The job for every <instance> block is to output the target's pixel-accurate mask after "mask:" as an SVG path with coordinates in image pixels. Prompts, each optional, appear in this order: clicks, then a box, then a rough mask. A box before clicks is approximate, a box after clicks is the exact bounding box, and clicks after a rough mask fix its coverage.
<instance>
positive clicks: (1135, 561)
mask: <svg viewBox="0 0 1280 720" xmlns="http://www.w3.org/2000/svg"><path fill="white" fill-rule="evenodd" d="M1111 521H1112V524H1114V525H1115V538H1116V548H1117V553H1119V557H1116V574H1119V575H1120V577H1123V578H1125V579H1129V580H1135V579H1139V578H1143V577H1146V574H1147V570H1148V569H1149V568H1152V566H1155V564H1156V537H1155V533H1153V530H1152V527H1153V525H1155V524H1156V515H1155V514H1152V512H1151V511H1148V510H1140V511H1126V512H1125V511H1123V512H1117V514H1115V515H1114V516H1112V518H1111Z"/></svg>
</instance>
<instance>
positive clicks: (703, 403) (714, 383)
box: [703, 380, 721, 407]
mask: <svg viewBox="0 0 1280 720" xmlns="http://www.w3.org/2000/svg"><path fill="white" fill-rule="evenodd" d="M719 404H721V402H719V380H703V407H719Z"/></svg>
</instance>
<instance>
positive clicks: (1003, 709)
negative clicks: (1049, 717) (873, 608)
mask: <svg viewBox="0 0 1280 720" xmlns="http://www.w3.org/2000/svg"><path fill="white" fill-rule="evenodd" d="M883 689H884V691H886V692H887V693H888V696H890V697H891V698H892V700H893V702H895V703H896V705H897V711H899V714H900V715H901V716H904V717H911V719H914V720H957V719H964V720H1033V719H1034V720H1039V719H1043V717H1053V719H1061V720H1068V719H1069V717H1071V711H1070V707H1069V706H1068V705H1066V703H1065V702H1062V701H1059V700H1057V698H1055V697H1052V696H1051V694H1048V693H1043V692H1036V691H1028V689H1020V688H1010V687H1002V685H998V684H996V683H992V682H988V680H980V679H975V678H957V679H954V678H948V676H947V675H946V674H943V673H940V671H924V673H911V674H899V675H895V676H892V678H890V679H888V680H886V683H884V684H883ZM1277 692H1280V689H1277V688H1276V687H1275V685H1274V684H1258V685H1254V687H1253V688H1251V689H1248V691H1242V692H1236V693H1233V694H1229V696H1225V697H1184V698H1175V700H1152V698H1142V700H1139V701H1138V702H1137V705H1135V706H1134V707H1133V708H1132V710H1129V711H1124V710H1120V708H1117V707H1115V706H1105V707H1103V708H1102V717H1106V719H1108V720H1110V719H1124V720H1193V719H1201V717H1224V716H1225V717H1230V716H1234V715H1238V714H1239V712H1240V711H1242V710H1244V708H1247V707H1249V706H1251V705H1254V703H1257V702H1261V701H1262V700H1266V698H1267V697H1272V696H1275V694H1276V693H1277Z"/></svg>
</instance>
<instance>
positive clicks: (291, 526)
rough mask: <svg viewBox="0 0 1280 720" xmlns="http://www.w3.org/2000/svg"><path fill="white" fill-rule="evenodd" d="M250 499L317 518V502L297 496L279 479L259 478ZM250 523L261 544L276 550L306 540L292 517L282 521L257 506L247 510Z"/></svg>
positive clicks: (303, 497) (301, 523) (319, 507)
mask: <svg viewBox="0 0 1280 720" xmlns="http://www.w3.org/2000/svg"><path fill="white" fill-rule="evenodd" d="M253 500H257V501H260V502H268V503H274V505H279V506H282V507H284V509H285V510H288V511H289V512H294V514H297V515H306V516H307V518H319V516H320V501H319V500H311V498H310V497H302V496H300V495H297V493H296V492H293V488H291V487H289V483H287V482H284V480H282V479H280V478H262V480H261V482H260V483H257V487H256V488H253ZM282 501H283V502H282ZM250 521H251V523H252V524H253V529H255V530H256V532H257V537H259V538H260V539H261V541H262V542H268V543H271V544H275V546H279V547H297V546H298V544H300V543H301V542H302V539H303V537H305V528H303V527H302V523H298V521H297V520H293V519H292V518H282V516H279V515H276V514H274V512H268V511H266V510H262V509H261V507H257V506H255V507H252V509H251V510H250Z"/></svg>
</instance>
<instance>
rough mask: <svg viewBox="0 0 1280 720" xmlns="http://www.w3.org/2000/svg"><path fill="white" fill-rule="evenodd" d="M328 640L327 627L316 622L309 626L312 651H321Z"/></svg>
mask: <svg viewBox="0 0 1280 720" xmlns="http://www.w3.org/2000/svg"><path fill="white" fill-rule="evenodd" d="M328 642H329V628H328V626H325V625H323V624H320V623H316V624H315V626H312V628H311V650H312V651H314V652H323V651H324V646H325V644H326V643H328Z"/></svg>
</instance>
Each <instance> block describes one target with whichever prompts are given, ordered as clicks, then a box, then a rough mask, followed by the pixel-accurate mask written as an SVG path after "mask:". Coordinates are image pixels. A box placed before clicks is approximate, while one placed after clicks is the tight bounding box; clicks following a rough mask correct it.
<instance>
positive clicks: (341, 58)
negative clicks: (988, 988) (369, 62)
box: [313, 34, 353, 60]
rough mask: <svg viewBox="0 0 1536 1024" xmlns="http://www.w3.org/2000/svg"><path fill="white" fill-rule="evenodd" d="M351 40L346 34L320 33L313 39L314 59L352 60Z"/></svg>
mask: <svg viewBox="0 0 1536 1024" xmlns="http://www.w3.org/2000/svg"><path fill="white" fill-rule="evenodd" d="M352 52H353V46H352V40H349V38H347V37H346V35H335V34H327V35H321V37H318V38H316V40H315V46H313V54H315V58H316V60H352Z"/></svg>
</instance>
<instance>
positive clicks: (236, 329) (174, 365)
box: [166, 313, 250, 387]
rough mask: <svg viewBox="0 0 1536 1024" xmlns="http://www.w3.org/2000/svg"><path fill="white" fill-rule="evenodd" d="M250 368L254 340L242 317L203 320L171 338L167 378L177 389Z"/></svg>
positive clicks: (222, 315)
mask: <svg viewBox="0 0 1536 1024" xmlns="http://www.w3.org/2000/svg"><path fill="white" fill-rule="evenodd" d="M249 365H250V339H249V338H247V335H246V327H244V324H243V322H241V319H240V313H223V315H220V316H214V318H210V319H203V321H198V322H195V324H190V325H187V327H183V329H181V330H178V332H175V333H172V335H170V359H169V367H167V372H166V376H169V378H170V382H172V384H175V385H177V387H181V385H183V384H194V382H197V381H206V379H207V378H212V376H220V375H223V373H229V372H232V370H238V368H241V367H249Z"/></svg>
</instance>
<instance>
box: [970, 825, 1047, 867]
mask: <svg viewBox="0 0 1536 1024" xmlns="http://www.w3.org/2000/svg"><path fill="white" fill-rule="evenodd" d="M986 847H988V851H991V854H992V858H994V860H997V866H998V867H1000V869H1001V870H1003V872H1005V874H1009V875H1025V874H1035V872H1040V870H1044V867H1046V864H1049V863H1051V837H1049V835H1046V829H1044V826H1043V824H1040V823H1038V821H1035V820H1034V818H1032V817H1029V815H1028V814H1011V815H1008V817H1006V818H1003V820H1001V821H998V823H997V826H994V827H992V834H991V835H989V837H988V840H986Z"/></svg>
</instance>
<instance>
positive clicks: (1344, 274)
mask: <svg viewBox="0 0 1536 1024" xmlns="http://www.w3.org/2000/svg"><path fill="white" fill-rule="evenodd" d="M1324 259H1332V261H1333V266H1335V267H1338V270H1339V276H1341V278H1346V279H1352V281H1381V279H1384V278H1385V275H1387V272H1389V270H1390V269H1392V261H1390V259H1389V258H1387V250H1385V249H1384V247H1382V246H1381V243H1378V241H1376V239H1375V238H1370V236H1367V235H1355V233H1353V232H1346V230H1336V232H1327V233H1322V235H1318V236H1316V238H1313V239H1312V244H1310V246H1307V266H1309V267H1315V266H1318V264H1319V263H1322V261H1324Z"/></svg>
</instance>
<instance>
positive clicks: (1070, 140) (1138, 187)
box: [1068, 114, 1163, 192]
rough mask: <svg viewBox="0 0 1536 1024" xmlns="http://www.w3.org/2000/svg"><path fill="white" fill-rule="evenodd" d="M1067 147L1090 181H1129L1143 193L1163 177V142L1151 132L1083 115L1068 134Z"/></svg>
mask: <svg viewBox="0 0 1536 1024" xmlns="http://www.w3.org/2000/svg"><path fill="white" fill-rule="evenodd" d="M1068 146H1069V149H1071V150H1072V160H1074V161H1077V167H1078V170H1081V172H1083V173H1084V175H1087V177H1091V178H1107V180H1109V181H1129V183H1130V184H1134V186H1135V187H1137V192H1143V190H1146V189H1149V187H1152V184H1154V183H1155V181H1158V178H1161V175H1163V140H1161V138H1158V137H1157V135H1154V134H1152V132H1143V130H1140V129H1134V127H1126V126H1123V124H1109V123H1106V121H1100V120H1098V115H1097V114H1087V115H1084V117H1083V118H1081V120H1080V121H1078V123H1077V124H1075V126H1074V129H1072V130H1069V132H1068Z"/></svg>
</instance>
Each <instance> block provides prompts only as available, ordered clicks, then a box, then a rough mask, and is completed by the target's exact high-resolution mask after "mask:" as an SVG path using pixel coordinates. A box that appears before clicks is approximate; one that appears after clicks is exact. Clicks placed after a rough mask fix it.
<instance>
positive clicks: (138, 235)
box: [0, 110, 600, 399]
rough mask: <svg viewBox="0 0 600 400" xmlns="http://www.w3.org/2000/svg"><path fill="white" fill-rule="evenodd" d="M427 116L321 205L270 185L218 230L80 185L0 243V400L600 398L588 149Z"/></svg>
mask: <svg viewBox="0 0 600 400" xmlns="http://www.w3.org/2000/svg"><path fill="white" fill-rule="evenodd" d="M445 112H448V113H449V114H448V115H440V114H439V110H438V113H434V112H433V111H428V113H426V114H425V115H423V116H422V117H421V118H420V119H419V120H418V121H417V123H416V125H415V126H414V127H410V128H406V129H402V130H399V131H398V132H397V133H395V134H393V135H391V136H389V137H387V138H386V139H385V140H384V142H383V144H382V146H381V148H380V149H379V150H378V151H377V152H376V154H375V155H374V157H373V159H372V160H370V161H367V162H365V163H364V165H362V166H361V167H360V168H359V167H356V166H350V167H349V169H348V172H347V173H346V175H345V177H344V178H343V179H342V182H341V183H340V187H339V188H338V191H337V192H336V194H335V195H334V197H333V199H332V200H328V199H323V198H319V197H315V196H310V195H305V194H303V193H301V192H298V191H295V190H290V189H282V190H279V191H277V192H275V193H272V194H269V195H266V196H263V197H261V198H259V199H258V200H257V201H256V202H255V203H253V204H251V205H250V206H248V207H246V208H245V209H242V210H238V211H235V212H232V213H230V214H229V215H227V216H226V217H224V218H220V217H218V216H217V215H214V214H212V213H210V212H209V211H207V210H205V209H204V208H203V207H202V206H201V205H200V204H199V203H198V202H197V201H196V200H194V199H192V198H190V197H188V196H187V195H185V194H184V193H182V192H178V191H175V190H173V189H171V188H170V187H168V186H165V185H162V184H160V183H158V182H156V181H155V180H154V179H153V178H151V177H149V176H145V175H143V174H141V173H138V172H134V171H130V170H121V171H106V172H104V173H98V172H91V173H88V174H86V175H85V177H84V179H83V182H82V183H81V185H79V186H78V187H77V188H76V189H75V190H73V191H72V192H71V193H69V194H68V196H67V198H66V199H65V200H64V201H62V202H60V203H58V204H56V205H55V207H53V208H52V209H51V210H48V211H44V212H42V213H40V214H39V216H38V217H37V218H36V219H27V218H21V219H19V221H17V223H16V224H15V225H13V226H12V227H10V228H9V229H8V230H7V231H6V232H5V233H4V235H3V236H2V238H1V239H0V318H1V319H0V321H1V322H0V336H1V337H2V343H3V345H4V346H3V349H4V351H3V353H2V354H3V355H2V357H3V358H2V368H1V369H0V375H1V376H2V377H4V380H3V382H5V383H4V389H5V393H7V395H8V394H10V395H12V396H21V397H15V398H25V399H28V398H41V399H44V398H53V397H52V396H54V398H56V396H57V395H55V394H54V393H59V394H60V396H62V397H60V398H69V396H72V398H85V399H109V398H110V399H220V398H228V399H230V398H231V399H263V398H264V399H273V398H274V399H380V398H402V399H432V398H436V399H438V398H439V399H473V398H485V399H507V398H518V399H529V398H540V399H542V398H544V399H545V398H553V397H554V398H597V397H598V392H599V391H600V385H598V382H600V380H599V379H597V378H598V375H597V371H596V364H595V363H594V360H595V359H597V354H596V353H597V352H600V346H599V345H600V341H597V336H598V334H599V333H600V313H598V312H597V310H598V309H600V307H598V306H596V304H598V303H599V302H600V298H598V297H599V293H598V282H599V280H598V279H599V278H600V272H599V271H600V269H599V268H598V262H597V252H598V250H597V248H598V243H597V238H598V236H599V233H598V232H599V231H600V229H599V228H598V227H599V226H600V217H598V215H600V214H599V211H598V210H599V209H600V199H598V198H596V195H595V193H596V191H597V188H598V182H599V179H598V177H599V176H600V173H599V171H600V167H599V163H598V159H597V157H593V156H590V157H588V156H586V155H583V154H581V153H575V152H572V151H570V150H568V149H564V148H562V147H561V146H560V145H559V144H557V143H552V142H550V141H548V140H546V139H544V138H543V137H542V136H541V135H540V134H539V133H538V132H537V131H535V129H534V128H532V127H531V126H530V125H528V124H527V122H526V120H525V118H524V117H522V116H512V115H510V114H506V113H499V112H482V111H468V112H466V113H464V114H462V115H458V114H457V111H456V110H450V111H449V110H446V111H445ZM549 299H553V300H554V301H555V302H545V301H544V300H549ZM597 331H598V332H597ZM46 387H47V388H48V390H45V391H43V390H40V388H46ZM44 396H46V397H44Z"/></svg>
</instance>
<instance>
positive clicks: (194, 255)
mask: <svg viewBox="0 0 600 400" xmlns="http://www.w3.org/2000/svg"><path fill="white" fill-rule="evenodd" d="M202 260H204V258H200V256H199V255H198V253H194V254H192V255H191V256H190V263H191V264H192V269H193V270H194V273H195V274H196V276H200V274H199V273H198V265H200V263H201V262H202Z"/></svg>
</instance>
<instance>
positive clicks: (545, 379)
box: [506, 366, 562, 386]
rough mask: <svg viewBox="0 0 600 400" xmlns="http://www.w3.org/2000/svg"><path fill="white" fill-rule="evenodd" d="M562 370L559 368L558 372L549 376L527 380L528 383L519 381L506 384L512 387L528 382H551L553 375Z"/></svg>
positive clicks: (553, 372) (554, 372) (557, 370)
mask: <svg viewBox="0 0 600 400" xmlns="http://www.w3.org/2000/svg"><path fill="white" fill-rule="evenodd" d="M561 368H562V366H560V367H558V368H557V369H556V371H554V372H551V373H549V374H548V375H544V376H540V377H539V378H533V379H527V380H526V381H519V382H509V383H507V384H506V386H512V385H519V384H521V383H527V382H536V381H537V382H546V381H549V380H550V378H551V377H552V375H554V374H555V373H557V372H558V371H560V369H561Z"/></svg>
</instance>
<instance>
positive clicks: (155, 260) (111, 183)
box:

☆ ☆ ☆ ☆ ☆ ☆ ☆

Restate word for word the lines in the material above from the one with "box: [313, 34, 353, 60]" to the one with "box: [166, 313, 250, 387]"; both of those lines count, and nothing else does.

[REPLY TO THE EXERCISE]:
box: [313, 34, 353, 60]
rough mask: <svg viewBox="0 0 1536 1024" xmlns="http://www.w3.org/2000/svg"><path fill="white" fill-rule="evenodd" d="M351 40L346 34L320 33L313 39L314 59L352 60Z"/></svg>
mask: <svg viewBox="0 0 1536 1024" xmlns="http://www.w3.org/2000/svg"><path fill="white" fill-rule="evenodd" d="M352 52H353V46H352V40H349V38H347V37H346V35H335V34H327V35H321V37H318V38H316V40H315V46H313V54H315V58H316V60H352Z"/></svg>
</instance>
<instance>
positive clicks: (236, 329) (174, 365)
box: [166, 313, 250, 387]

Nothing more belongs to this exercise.